# RIP Falcor :(



## phil2oo4 (Feb 5, 2009)

Heartbreaking


----------



## spencerwells (Oct 8, 2007)

phil2oo4 said:


> Heartbreaking
> 
> image


massive massive hugs to ya hun...what a stunner Falcor was.

hope you have many many happy memories that may bring you some comfort in the coming weeks xxx

RIP gorgeous doglet. xxx

Christmas Without My Dog

for you Phil xxx


----------



## phil2oo4 (Feb 5, 2009)

spencerwells said:


> massive massive hugs to ya hun...what a stunner Falcor was.
> 
> hope you have many many happy memories that may bring you some comfort in the coming weeks xxx
> 
> ...


Thanks for the lovely message 

He was way too young to go  devastated, it's all happened too fast.


----------



## bobby (Sep 26, 2006)

Dunno what to say mate, just hope you're alright


----------



## squaccy (Nov 18, 2008)

oh no  oh Phil *hugs tightly*  I'm so sorry to hear that xxx


----------



## Munkys Mummy (Feb 23, 2007)

sorry for your loss, a beautiful dog sorely missed


----------



## xvickyx (Jul 21, 2009)

So sorry to hear this! He is gorgeous! RIP xx

Sent from my iPhone using Tapatalk


----------



## wriggley (Jun 23, 2008)

Hugs mate. i lost my GSD last year, she was only two so a youngster as well. We all feel for you :/


----------



## connor 1213 (Apr 6, 2009)

R.i.p


----------

RECORD EXCERPTS:

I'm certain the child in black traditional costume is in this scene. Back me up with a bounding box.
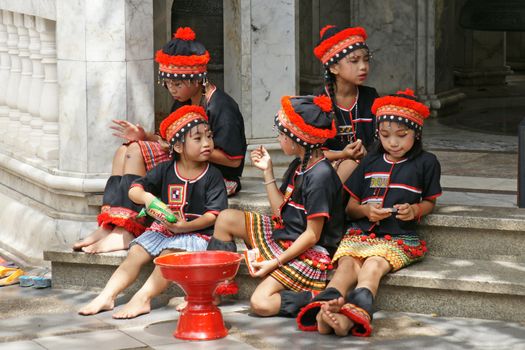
[297,89,441,336]
[314,25,378,182]
[73,28,246,253]
[208,96,343,316]
[79,106,228,318]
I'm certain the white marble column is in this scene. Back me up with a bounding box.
[224,0,299,138]
[4,11,22,146]
[0,10,11,141]
[36,18,59,160]
[454,29,513,86]
[14,15,33,149]
[27,16,44,155]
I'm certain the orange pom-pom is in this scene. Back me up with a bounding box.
[314,95,332,113]
[173,27,195,41]
[319,24,335,38]
[396,88,416,97]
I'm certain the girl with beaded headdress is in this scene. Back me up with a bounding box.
[79,106,228,318]
[314,25,378,182]
[73,27,246,253]
[208,96,343,316]
[297,89,441,336]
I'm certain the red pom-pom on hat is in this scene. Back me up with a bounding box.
[319,24,335,38]
[314,95,332,113]
[396,88,416,97]
[173,27,195,41]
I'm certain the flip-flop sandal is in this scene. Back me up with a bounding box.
[0,266,18,278]
[0,269,24,287]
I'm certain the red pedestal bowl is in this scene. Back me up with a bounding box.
[154,251,242,340]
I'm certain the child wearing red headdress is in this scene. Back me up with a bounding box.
[79,106,228,318]
[297,89,441,336]
[208,96,343,316]
[314,25,378,182]
[73,27,246,253]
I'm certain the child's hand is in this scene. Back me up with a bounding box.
[343,139,366,160]
[110,119,146,141]
[365,204,392,222]
[166,216,188,234]
[394,203,417,221]
[252,259,279,277]
[250,146,272,171]
[158,139,170,153]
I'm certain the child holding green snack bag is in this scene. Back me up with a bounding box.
[79,105,228,318]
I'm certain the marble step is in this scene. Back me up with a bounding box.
[45,250,525,321]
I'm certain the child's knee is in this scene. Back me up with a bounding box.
[250,294,272,316]
[337,256,361,273]
[126,142,142,158]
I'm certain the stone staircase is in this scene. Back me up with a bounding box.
[44,149,525,321]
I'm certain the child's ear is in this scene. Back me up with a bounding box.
[173,141,184,154]
[329,63,339,75]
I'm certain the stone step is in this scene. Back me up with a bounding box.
[229,180,525,262]
[45,250,525,321]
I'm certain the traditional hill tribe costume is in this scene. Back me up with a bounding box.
[160,28,247,195]
[297,89,441,336]
[130,106,228,256]
[97,27,246,237]
[208,96,343,315]
[314,25,379,151]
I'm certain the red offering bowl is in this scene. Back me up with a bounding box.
[154,251,242,340]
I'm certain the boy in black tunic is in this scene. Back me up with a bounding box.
[297,89,441,336]
[208,96,343,316]
[79,106,228,318]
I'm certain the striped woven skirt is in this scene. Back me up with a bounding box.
[136,141,171,171]
[129,224,210,257]
[245,212,332,292]
[333,228,427,271]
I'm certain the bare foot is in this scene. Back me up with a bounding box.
[315,297,344,334]
[315,309,334,334]
[72,227,111,251]
[113,296,151,319]
[320,297,354,337]
[82,227,134,254]
[78,294,115,316]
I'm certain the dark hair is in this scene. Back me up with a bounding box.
[283,145,319,202]
[370,122,424,159]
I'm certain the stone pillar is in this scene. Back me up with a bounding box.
[224,0,299,138]
[14,15,33,149]
[506,32,525,70]
[0,10,11,139]
[27,16,44,155]
[351,0,464,115]
[36,18,59,161]
[4,11,22,146]
[454,29,513,86]
[57,0,155,173]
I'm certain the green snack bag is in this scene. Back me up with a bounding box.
[137,198,177,224]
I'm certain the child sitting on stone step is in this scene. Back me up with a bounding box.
[79,106,228,318]
[208,96,343,316]
[297,89,441,336]
[73,27,246,253]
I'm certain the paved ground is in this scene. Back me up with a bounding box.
[0,78,525,350]
[0,286,525,350]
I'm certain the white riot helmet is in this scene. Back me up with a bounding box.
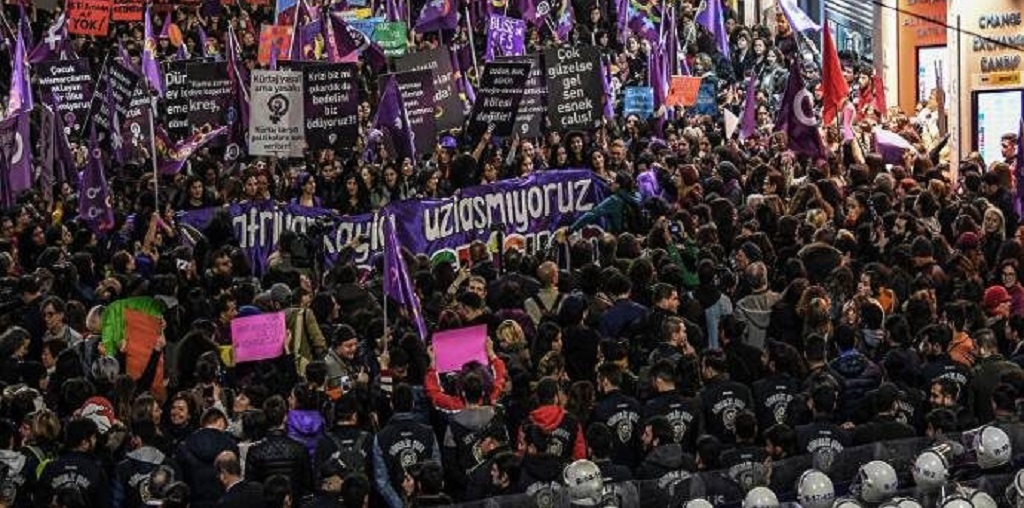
[850,461,899,503]
[879,498,922,508]
[974,426,1012,469]
[913,450,949,491]
[562,460,604,501]
[1004,469,1024,508]
[743,486,778,508]
[797,469,836,508]
[833,498,863,508]
[683,498,715,508]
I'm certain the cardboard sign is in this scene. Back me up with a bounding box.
[231,312,288,364]
[68,0,114,37]
[433,325,487,373]
[256,25,292,67]
[665,76,700,108]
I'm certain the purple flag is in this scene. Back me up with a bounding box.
[78,123,114,232]
[374,75,416,162]
[739,76,758,139]
[414,0,459,34]
[7,17,33,117]
[384,215,427,340]
[778,0,821,32]
[29,12,74,64]
[157,126,227,174]
[695,0,729,57]
[142,5,166,97]
[775,65,825,158]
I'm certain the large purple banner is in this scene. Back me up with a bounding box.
[178,170,608,273]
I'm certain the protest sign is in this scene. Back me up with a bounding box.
[373,22,409,56]
[394,47,465,131]
[302,64,359,151]
[502,53,548,137]
[249,70,306,157]
[111,0,143,23]
[184,61,234,133]
[665,76,700,108]
[381,70,437,154]
[256,25,292,67]
[124,308,164,396]
[483,14,526,61]
[431,325,487,374]
[623,86,654,120]
[231,312,288,364]
[68,0,113,37]
[178,170,608,273]
[544,46,604,132]
[35,58,93,133]
[467,60,530,140]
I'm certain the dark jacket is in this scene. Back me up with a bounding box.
[217,480,263,508]
[174,428,240,508]
[829,351,882,421]
[246,429,312,499]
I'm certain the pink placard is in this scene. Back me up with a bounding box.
[231,312,287,364]
[433,325,487,373]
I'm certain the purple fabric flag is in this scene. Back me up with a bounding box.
[157,125,227,174]
[778,0,821,32]
[384,214,427,341]
[620,0,663,42]
[694,0,729,58]
[29,12,74,64]
[374,75,416,161]
[775,65,825,158]
[7,17,33,117]
[414,0,459,34]
[142,5,166,97]
[739,76,758,139]
[78,123,114,232]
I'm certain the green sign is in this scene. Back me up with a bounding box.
[374,22,408,56]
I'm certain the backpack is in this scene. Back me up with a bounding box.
[25,446,56,479]
[325,431,372,474]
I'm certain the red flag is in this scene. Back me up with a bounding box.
[821,24,850,125]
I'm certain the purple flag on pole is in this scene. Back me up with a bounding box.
[142,5,166,97]
[775,65,825,158]
[414,0,459,34]
[739,76,758,139]
[384,214,427,340]
[29,12,74,64]
[7,18,33,117]
[374,76,416,161]
[695,0,729,57]
[78,123,114,232]
[778,0,821,32]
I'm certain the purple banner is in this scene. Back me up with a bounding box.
[302,64,359,151]
[389,70,437,156]
[467,61,530,140]
[483,14,526,61]
[179,170,608,273]
[34,58,92,132]
[184,61,233,133]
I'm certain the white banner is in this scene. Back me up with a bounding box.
[249,70,306,157]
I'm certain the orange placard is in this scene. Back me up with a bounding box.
[124,308,166,400]
[111,0,142,23]
[665,76,700,108]
[257,25,292,67]
[68,0,114,37]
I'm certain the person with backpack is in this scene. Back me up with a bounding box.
[313,393,374,478]
[569,172,642,235]
[522,261,565,326]
[441,369,508,495]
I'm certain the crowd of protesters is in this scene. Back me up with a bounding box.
[0,0,1024,508]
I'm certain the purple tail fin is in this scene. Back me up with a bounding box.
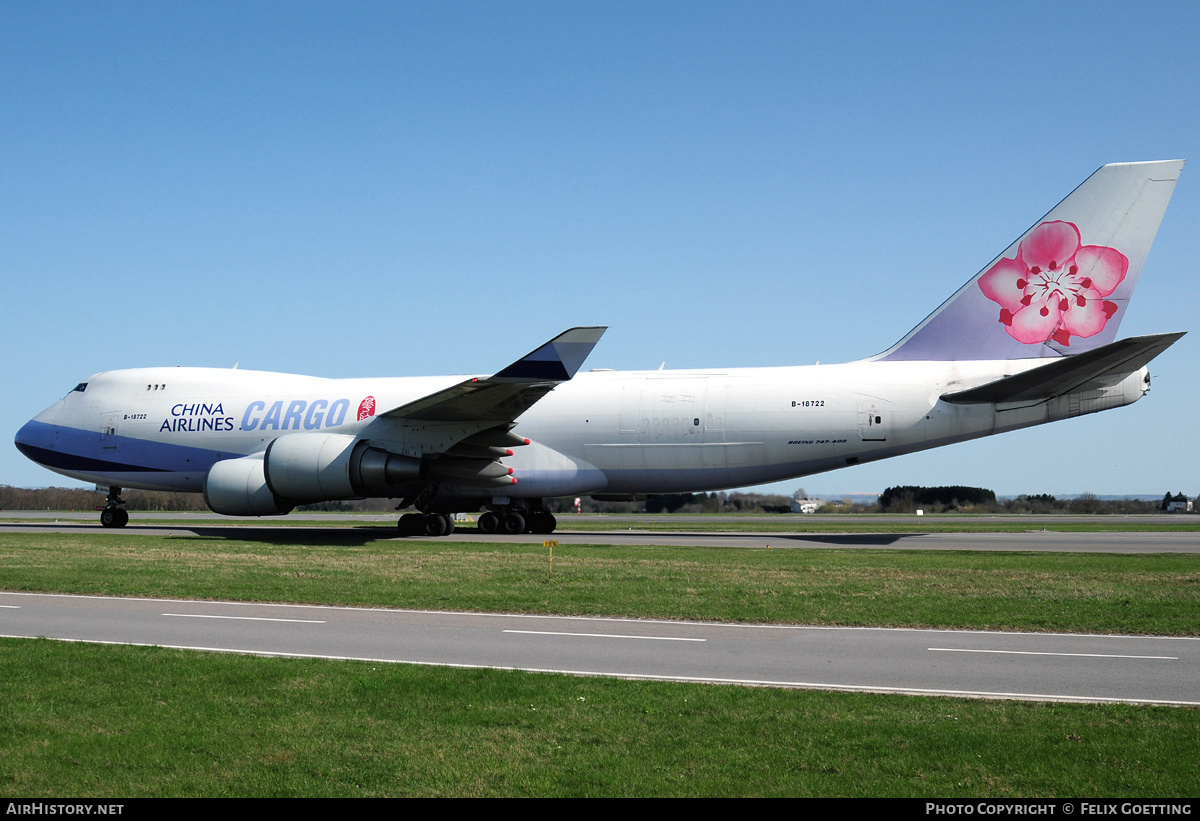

CHALLENGES:
- 1) Reproduce the forum thread about Falcor from "## wriggley (Jun" to "(Apr 6, 2009)".
- 2) In the forum thread about Falcor, how old was the GSD that wriggley lost last year?

OUTPUTS:
- 1)
## wriggley (Jun 23, 2008)

Hugs mate. i lost my GSD last year, she was only two so a youngster as well. We all feel for you :/


----------



## connor 1213 (Apr 6, 2009)

- 2) Only two.